[Start of section]

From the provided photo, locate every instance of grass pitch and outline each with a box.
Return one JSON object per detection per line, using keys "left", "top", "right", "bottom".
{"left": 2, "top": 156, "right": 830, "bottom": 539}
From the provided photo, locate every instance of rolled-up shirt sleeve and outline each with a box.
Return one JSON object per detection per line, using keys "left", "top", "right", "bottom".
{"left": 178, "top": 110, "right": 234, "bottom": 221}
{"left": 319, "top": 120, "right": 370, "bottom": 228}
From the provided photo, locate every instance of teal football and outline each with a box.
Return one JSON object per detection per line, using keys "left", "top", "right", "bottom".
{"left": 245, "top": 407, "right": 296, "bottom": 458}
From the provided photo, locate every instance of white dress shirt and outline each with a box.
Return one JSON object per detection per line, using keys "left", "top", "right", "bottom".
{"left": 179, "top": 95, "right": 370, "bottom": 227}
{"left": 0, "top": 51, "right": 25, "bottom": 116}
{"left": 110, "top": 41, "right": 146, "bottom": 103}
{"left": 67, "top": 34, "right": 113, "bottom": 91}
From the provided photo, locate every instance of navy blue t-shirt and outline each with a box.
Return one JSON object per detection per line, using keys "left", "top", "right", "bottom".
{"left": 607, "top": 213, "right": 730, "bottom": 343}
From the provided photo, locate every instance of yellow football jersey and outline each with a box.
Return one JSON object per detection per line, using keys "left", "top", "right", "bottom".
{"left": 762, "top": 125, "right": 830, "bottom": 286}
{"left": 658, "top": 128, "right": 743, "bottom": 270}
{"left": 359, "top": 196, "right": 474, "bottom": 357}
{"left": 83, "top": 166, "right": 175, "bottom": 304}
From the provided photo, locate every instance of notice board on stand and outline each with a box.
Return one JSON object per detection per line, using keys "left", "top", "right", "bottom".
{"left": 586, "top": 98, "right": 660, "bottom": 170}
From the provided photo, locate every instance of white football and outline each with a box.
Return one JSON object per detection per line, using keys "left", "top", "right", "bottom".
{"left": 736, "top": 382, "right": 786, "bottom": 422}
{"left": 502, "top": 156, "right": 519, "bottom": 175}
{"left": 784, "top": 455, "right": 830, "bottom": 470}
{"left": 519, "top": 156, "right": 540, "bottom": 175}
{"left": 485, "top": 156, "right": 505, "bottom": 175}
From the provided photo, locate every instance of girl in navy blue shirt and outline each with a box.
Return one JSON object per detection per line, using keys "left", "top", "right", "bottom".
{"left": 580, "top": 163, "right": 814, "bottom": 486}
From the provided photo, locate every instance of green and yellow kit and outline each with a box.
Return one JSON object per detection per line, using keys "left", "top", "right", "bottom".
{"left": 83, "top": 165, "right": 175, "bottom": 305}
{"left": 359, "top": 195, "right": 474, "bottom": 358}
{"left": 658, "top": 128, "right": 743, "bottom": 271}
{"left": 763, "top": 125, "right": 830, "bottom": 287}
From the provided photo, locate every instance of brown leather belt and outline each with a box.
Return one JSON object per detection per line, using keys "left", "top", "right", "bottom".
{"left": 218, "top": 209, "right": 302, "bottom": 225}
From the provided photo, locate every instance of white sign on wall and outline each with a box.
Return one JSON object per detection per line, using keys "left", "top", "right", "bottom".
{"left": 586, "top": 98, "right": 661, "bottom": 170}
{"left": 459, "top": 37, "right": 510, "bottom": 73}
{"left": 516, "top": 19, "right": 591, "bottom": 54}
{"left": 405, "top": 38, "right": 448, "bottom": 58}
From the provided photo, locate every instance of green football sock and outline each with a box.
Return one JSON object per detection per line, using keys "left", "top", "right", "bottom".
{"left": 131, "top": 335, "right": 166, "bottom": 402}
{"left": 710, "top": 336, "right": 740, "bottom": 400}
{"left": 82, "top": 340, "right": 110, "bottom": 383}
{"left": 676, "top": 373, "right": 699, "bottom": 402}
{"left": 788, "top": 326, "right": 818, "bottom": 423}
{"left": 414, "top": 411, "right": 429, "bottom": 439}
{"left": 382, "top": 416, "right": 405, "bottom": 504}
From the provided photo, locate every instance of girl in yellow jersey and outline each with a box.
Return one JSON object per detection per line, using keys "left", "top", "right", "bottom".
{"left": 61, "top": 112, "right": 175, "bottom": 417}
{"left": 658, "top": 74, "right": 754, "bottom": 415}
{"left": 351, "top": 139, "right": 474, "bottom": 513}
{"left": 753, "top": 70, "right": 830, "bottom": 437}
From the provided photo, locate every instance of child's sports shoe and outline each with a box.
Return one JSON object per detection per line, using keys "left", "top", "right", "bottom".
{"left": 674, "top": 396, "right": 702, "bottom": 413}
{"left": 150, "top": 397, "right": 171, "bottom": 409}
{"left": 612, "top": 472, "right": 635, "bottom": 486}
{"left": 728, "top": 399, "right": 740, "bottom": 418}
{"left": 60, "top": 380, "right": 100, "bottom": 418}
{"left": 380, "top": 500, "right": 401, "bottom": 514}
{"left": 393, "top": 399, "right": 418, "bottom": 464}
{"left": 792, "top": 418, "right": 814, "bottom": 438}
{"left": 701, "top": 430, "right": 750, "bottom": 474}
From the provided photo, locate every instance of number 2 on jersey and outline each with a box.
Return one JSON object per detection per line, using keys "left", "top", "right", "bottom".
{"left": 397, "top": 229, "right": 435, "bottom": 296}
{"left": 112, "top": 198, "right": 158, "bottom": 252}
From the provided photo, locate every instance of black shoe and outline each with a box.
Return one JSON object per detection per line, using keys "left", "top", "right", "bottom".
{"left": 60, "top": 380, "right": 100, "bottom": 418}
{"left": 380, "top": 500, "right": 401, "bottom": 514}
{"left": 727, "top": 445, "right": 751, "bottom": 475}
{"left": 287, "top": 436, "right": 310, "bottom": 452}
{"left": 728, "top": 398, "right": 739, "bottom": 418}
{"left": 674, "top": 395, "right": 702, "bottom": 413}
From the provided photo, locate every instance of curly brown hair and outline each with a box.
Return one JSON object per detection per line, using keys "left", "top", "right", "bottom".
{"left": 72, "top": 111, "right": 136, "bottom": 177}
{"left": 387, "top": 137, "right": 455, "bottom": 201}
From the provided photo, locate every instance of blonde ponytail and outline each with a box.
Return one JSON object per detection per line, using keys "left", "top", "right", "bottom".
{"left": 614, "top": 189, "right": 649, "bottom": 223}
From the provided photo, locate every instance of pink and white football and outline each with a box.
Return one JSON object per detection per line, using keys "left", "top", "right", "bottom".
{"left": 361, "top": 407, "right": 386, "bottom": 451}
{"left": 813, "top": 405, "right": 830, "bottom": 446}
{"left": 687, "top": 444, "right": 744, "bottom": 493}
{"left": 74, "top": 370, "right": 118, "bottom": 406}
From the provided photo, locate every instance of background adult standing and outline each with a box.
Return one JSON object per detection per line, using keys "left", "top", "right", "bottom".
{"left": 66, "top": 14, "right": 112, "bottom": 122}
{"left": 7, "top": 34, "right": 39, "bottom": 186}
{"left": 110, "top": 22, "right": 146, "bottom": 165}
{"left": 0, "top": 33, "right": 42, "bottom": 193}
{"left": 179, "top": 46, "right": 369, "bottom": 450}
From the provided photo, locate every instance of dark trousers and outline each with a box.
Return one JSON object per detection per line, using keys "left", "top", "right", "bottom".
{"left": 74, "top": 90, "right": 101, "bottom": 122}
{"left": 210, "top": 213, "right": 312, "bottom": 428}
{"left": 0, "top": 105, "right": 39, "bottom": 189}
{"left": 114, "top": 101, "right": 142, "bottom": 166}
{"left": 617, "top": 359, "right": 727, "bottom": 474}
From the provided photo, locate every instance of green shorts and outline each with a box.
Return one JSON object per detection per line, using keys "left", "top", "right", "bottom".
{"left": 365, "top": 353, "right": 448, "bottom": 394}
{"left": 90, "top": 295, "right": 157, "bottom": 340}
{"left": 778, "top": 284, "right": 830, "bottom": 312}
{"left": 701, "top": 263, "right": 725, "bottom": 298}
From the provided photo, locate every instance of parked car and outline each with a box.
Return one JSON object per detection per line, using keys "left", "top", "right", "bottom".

[End of section]

__WHAT THE TASK REQUIRES__. Review the preceding data and report every line that includes the string "navy".

__SOLUTION TO THIS PROBLEM__.
From the provided photo, locate every instance of navy blue t-shirt and outline each with a box.
From the provided photo, locate every instance of girl in navy blue shirt and outline each with a box.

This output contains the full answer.